● Instruction: Turn the lines from the beginning of the listing through the line containing "fill-rule: evenodd", both included, into a numbered list, omitting blank lines and leaving out the pictures.

Source listing
....

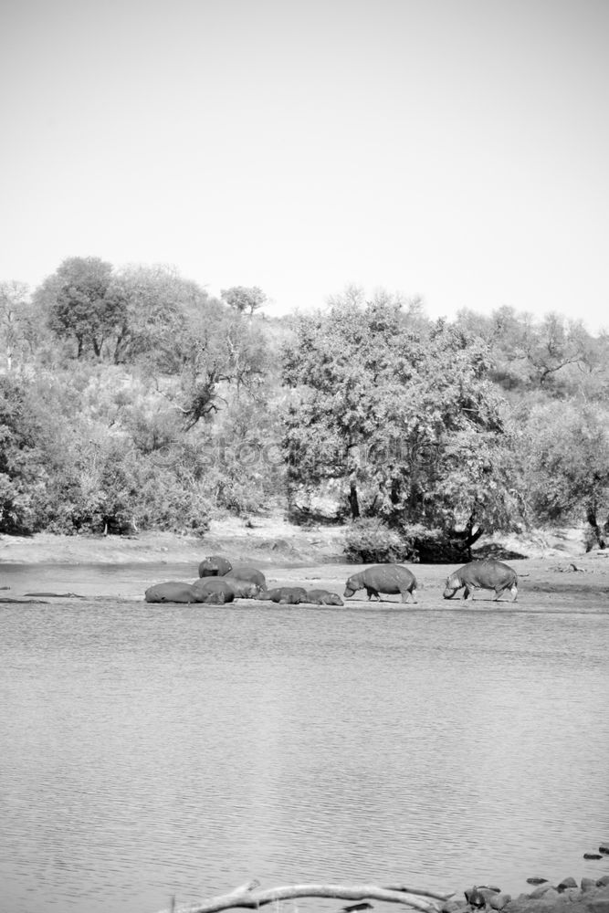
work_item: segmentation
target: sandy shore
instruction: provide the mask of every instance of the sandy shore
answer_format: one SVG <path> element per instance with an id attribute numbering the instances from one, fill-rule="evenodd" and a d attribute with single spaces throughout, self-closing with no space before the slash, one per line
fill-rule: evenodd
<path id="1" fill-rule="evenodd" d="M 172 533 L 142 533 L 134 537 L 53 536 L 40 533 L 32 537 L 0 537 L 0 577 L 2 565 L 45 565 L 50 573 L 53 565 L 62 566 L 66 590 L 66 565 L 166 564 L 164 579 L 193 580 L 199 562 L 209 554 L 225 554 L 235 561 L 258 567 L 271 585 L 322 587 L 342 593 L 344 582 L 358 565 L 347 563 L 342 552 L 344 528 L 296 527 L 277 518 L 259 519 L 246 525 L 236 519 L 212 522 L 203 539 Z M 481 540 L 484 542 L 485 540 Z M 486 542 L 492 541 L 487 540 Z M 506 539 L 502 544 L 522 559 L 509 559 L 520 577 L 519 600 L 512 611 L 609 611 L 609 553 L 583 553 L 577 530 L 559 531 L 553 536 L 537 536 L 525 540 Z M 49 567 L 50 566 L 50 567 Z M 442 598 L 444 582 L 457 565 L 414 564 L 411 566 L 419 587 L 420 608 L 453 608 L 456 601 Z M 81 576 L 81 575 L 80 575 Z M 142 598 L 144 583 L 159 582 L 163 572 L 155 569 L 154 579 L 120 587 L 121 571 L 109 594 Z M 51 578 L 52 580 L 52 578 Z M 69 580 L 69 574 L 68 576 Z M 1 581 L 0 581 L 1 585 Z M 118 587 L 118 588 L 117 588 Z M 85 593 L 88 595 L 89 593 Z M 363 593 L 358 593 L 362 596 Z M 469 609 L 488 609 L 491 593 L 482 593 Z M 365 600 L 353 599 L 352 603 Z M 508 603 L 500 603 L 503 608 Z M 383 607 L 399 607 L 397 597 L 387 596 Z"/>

....

● Written answer:
1. work_item: segmentation
2. target: sandy shore
3. instruction: provide the mask of every instance of the sandy shore
4. answer_format: one SVG <path> element per instance with an id attribute numbering the instances from one, fill-rule="evenodd" and a d attribute with single spaces throughout, self-closing with no space before the slash, one per line
5. fill-rule: evenodd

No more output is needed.